==== MATERIAL SUPPLIED
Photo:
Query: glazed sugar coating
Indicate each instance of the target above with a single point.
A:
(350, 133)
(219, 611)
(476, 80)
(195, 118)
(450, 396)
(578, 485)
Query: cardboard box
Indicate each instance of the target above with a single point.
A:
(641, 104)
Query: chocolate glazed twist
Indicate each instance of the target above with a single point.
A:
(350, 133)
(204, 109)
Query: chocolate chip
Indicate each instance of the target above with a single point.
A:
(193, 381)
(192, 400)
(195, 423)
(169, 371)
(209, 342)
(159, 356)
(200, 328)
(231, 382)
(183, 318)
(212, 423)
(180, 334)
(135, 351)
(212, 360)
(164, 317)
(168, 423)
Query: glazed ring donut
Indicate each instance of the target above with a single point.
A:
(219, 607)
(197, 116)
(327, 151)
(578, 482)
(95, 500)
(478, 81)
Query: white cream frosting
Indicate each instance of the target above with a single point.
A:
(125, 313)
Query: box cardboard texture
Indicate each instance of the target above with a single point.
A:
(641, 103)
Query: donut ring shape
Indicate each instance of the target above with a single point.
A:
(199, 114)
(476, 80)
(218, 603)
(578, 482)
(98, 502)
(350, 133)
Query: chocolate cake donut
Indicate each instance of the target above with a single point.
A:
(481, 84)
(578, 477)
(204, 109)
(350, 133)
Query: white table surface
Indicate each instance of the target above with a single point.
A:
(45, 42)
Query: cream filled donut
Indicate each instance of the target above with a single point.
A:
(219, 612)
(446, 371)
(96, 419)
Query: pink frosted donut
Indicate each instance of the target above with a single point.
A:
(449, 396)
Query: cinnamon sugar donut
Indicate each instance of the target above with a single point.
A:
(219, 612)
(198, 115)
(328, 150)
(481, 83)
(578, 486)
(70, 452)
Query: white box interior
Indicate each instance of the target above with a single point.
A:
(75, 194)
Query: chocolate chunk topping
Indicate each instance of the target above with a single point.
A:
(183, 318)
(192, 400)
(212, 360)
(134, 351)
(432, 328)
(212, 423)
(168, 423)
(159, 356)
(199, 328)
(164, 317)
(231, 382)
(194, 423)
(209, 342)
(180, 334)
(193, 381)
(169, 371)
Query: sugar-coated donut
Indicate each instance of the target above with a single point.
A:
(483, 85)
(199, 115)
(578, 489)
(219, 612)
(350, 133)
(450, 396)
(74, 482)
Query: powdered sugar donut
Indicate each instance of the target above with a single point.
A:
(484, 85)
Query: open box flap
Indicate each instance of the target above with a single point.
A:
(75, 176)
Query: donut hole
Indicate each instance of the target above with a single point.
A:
========
• **WHAT IS REQUIRED**:
Switch every "donut" in the lines above to "doughnut" and leave everything else as it is.

• **SOLUTION TO THIS PROBLEM**:
Photo:
Query: glazed sugar coating
Indicate each instance of the target above with a single point.
A:
(350, 133)
(219, 611)
(476, 80)
(195, 118)
(450, 396)
(578, 485)
Query: cardboard box
Indicate each instance of the target above with a single point.
A:
(641, 104)
Query: chocolate glazed twist
Indicate each instance of the target above with a single point.
A:
(350, 133)
(204, 109)
Query: chocolate chip
Indicate each instance of the target above with a single point.
A:
(193, 381)
(192, 400)
(195, 423)
(169, 371)
(209, 342)
(159, 356)
(200, 328)
(231, 382)
(183, 318)
(212, 423)
(180, 334)
(135, 351)
(212, 360)
(164, 317)
(168, 423)
Query: glazed ring doughnut
Indicate each instance of the target above with a single point.
A:
(219, 607)
(197, 116)
(327, 151)
(578, 482)
(95, 500)
(478, 81)
Query: white cream frosting
Indicate each instance of the target above with a single point.
A:
(125, 313)
Query: box cardboard texture
Indicate each instance of the target above with a single point.
A:
(641, 103)
Query: doughnut ring shape
Indicate each instance of the target above with a single point.
A:
(199, 114)
(476, 80)
(218, 603)
(578, 482)
(98, 502)
(350, 133)
Query: chocolate cake doughnut
Indicate each instance of the target above with a single point.
A:
(481, 84)
(578, 477)
(204, 109)
(350, 133)
Query: white table surface
Indicate each instance of the target above with a single point.
A:
(45, 42)
Query: cream filled doughnut
Indicate each instance of the target above with a single point.
A:
(219, 612)
(446, 371)
(96, 419)
Query: pink frosted doughnut
Indicate each instance of the target above with a single point.
A:
(449, 396)
Query: cinnamon sugar doughnut
Indicate each instance of the target above with a single point.
A:
(219, 612)
(198, 115)
(328, 150)
(481, 83)
(578, 486)
(70, 452)
Query: white box interior
Indicate each instance of the target above with a single point.
A:
(75, 194)
Query: chocolate chunk topping
Indicate each instance of the target above with a single point.
A:
(183, 318)
(192, 400)
(212, 360)
(134, 351)
(432, 328)
(212, 423)
(168, 423)
(159, 356)
(199, 328)
(164, 317)
(231, 382)
(194, 423)
(209, 342)
(180, 334)
(193, 381)
(169, 371)
Query: sugar-coated doughnut
Indicate each instance of the target above with a single point.
A:
(483, 85)
(199, 115)
(578, 489)
(219, 612)
(350, 133)
(450, 396)
(74, 482)
Query: powdered sugar doughnut
Indicate each instance of the target above with a single point.
A:
(484, 85)
Query: open box flap
Indicate each instance of the target above with a single point.
A:
(75, 176)
Query: doughnut hole
Indicate each instance of the target above with a single point.
A:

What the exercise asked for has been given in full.